* SUPPLIED INFORMATION
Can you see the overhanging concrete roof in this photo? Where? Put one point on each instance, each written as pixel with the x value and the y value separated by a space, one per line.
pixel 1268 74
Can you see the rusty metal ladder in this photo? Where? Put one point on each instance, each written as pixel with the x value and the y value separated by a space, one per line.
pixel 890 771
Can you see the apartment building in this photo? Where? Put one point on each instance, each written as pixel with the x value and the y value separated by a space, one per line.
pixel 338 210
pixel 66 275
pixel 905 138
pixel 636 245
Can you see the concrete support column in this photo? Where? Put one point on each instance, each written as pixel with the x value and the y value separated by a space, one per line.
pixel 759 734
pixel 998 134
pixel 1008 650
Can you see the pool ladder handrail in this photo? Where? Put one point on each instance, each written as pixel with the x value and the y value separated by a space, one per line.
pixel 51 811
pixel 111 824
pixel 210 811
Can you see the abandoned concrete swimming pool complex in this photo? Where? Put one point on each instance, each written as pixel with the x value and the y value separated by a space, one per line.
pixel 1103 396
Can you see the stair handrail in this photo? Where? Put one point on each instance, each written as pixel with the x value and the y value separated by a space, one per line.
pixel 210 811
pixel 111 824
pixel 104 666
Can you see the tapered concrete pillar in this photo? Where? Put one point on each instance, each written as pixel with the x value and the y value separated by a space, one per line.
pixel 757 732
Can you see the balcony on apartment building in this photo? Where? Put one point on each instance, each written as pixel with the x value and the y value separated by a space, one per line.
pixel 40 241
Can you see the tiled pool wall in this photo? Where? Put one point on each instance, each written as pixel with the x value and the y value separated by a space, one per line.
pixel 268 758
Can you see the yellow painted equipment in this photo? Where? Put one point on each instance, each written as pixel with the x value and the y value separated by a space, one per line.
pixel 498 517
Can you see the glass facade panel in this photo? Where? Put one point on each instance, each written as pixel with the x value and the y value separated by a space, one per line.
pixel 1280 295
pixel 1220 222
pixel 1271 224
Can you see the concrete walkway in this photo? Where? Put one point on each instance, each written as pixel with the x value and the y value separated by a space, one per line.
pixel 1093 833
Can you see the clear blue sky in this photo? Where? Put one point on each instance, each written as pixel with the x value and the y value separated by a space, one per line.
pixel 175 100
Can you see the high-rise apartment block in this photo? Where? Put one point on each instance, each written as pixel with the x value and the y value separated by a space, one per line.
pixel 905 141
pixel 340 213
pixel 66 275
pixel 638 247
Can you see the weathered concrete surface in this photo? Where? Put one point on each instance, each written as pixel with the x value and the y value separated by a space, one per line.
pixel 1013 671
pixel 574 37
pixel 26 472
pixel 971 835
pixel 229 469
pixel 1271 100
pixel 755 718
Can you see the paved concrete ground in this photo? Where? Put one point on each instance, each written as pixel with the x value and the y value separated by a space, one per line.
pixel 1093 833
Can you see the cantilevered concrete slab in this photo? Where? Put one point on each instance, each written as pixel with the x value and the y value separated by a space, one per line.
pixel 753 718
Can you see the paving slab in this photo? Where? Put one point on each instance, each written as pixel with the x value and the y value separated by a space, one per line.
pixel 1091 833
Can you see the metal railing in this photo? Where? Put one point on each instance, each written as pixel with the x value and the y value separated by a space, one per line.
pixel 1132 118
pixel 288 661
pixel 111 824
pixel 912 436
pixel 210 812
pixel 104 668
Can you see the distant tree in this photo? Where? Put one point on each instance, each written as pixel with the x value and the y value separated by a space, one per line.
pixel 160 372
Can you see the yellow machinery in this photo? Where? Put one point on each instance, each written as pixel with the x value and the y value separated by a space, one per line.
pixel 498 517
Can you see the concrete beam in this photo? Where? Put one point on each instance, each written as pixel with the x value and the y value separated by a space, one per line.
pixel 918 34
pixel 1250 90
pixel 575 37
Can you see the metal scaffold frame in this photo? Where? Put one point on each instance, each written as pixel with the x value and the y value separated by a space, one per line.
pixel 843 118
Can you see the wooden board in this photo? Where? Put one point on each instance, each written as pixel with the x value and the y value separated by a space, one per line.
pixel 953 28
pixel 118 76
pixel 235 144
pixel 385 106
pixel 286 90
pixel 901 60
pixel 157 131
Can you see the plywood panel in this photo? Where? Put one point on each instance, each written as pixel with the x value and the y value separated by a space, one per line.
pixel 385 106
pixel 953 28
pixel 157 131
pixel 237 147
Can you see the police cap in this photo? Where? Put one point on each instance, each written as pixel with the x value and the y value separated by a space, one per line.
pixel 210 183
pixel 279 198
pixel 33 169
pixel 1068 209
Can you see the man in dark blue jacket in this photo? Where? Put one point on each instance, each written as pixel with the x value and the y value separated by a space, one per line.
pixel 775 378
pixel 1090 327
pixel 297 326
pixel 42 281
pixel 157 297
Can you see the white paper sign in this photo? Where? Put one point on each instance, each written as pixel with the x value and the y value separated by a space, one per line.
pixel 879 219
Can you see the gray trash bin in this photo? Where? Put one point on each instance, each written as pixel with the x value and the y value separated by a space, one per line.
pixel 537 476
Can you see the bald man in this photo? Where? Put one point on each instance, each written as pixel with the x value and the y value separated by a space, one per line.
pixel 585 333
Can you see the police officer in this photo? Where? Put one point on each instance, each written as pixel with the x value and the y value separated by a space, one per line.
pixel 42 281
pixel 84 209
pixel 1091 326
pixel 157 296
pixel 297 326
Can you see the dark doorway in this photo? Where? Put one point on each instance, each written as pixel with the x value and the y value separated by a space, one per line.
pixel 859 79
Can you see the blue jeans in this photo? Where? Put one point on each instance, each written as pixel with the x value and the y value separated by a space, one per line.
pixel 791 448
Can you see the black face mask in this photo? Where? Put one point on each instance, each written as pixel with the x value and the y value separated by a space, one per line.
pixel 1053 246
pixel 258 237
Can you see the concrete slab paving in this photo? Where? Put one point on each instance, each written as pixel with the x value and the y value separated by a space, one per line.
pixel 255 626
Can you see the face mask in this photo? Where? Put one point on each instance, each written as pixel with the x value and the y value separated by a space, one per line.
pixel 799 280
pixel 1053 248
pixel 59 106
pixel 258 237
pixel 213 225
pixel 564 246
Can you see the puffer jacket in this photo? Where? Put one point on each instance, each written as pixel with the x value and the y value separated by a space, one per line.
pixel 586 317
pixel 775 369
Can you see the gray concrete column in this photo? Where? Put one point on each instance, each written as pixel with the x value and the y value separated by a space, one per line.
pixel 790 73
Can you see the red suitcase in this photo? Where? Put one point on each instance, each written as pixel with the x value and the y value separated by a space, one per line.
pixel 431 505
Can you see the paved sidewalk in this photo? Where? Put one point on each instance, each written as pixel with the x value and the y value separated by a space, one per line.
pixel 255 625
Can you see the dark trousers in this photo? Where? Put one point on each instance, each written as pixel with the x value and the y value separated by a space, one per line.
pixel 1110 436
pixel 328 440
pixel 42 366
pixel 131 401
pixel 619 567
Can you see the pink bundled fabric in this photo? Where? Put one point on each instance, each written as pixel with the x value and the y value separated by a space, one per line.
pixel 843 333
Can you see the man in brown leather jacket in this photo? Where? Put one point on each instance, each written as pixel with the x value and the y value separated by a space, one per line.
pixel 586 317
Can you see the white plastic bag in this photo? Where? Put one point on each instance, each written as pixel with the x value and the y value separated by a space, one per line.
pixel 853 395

* EXERCISE
Each entry must appear again in the answer exactly as written.

* RESPONSE TO THIS TASK
Can you see the overhanging concrete roof in this photo? Where? Put one point on each instance, each written as pixel with the x value and the y value separated by a space, one per line.
pixel 1268 74
Can you see the rusty metal ladder in this photo? Where? Put one point on each instance, each written as pixel with the x value and the y value separated by a space, one per line.
pixel 890 771
Can you see the apartment building in this photo? Where? Put one point on each instance, each written as pixel with the x value and the y value separated by a space, one per line.
pixel 338 210
pixel 66 275
pixel 905 138
pixel 636 245
Can you see the concrete support column in this photo? Where? Put one point on each instance, each written as pixel with the x value and the y value separated by a space, one per line.
pixel 759 734
pixel 998 134
pixel 1008 650
Can you see the pool ladder handrail in this photo? Where? Put one point on each instance, each written as pixel with the x value and the y value separated by a space, one per line.
pixel 51 811
pixel 111 824
pixel 210 811
Can you see the abandoned concrete swimming pool complex in this photo? Where? Put one point on each instance, each written as pixel with the x value and the y value separated by a space, one per line.
pixel 1103 396
Can you see the stair handrail in this photo? Where? Put one point on each instance, each written as pixel with the x value and the y value separated by a space, one per line.
pixel 210 811
pixel 111 824
pixel 104 666
Can you see the tapered concrete pillar in this photo? Where? Put one point on each instance, each written as pixel with the x value and the y value separated by a space, one per line.
pixel 757 732
Can you see the balcony on apartment building in this photo? Where? Put one point on each instance, each written as pixel with the x value and the y value separated by a space, one per line.
pixel 40 241
Can you see the tiled pool wall in this photo? Where? Put one point on each instance, each written as pixel with the x value and the y value separated by a space, one per line.
pixel 268 758
Can you see the yellow painted equipment in this photo? Where? Put one point on each instance, each written as pixel with the x value and the y value separated by a space, one per line.
pixel 498 517
Can you see the glass facade panel in this photo? Where? Put one point on each instance, each written as pixel with the x value and the y value separated by a space, one per line.
pixel 1280 295
pixel 1220 222
pixel 1271 224
Can you see the concrete walkway in this photo? Where? Put one point on each instance, each written as pixel with the x value and the y value separated by a space, one per line.
pixel 1093 833
Can you see the clear blue sky in this photo? Where? Put one point on each instance, each written as pixel with the x value and the y value separated by a space, one per line.
pixel 175 100
Can you see the high-rise apartment block in this photo? Where? Put one point on each instance, each written as pixel with the x value and the y value separated by a space, one per line.
pixel 905 141
pixel 340 213
pixel 66 275
pixel 638 247
Can you see the weathered concrete surface in this photo? Where? Put one point on each instance, each written as pixel with the x value and the y value separated by a space, one per line.
pixel 1013 671
pixel 574 37
pixel 26 472
pixel 971 835
pixel 229 469
pixel 1271 100
pixel 755 718
Can you see the paved concrete ground in this photo? Where? Put one point on each instance, each written as pixel with the x value and the y value separated by a space, one per line.
pixel 1093 833
Can you see the cantilevered concrete slab in this photo? Where? Put one point on each instance, each written as pixel with the x value and the y value separated by a space, one per line.
pixel 753 718
Can you see the paving slab in this photo? Where? Put one point on each instance, each written as pixel with the x value and the y value separated by a space, one per line.
pixel 1091 833
Can you see the metal railing in this photo? Where? Put one point on each instance, each written as pixel with the x value and the y value separated by a space, one per line.
pixel 1132 118
pixel 288 661
pixel 111 824
pixel 912 436
pixel 210 812
pixel 104 668
Can you see the distant tree in this photo? Where? Put one point on each instance, each written as pixel with the x value and the y value separated by a space, one per line.
pixel 160 372
Can you see the yellow machinery in this photo? Where? Put one point on each instance, each written as pixel with the x value and the y value separated by a space, one per line.
pixel 498 517
Can you see the concrete beam in this photo? Where? Put one point on each instance, each written as pixel with the x value and the y value separated by a space, one per line.
pixel 918 34
pixel 1250 90
pixel 575 37
Can you see the metal scaffold frame in this photo? Where? Put one point on each instance, each written as pixel with the x value and the y value separated by a space, one per line.
pixel 843 118
Can you see the wooden board in this photo? Where? Put one point on each instance, each written as pixel with the x value and the y value separated by a space, one per line.
pixel 953 28
pixel 118 76
pixel 235 144
pixel 385 106
pixel 286 90
pixel 901 60
pixel 157 131
Can you see the plywood panel in this photo? Where? Put one point on each instance, each written as pixel with the x value and the y value separated by a space, one per line.
pixel 385 106
pixel 953 28
pixel 157 131
pixel 237 147
Can you see the police cap in this photo? Where? Put one point on each instance, each written as pixel with the x value and the y value separated by a space, one per line.
pixel 210 183
pixel 279 198
pixel 33 169
pixel 1068 209
Can you see the man in dark blue jacket in this photo? Where? Put one point on each instance, each written as pixel with the x value and the y value separated by a space, one per line.
pixel 775 378
pixel 1090 327
pixel 297 326
pixel 42 281
pixel 157 297
Can you see the white paper sign in this photo? Where? Put one point on each instance, each written as pixel with the x value and the y value separated by a space, one per line.
pixel 879 219
Can you see the gray trash bin in this photo? Where? Put one point on each instance, each written as pixel with the x value and the y value separated by a space, one per line.
pixel 537 476
Can you see the bald man in this photo? Where? Put one point on each instance, each written as pixel with the x value and the y value separated by a space, one per line.
pixel 585 333
Can you see the police officer in this photo? Where? Put one point on each instance, each written as pixel with the x value and the y value separated by a space, one per line.
pixel 42 281
pixel 84 209
pixel 1091 326
pixel 157 296
pixel 297 326
Can you see the dark doorway in this photo? Where? Put one point on each instance, each written as pixel with the x value and the y value separated by a space, one per line.
pixel 859 79
Can you see the blue jeans in this photo? Where? Put one point on each instance, each written as pixel with the x value and the y value separated by a space, one per line.
pixel 791 448
Can you see the black face mask in this photo? Where? Put one point on each instance, each written as pixel with the x value and the y value separated by a space, one per line.
pixel 1053 246
pixel 258 237
Can you see the concrete slab paving in this photo? Where? Put one point on each instance, each written as pixel with the x value and the y value separated by a space, one per line.
pixel 255 626
Can you see the face mask in this photo? Where? Put one point on each instance, each written as pixel with the x value and the y value separated by a space, one per line.
pixel 799 280
pixel 1053 248
pixel 59 106
pixel 258 237
pixel 213 225
pixel 564 246
Can you see the puffer jacket in this photo? Where? Put one point on each instance, each written as pixel with the x value and the y value separated by a space, one per line.
pixel 586 317
pixel 775 369
Can you see the gray concrete column in this photo? Where? Put one point on each instance, each written as pixel with the x value and the y value separated by a space, one per line.
pixel 790 73
Can you see the red suitcase in this photo? Where? Put one point on each instance, each written as pixel with the x value and the y value separated by a space, one per line.
pixel 431 505
Can you see the paved sidewalk in this photo? Where? Put one point on each instance, each written as pixel with the x value and the y value separated by a space, one per line.
pixel 255 625
Can you see the dark trousers in this photo? Where? Put one point on each instance, each written as pixel with the x value and the y value separated by a space, one per line.
pixel 1110 436
pixel 328 440
pixel 42 366
pixel 131 401
pixel 619 567
Can you see the pink bundled fabric in this photo? Where? Put one point on each instance, each written as pixel with the x value and the y value separated by a space, one per line.
pixel 843 333
Can you see the man in brown leather jacket in this photo? Where? Put one point on each instance, each written as pixel with the x value and the y value separated by a space, one per line.
pixel 586 317
Can you see the white plastic bag in this photo? Where? Put one point on each instance, each written as pixel with the x value and the y value separated by a space, one per line.
pixel 853 395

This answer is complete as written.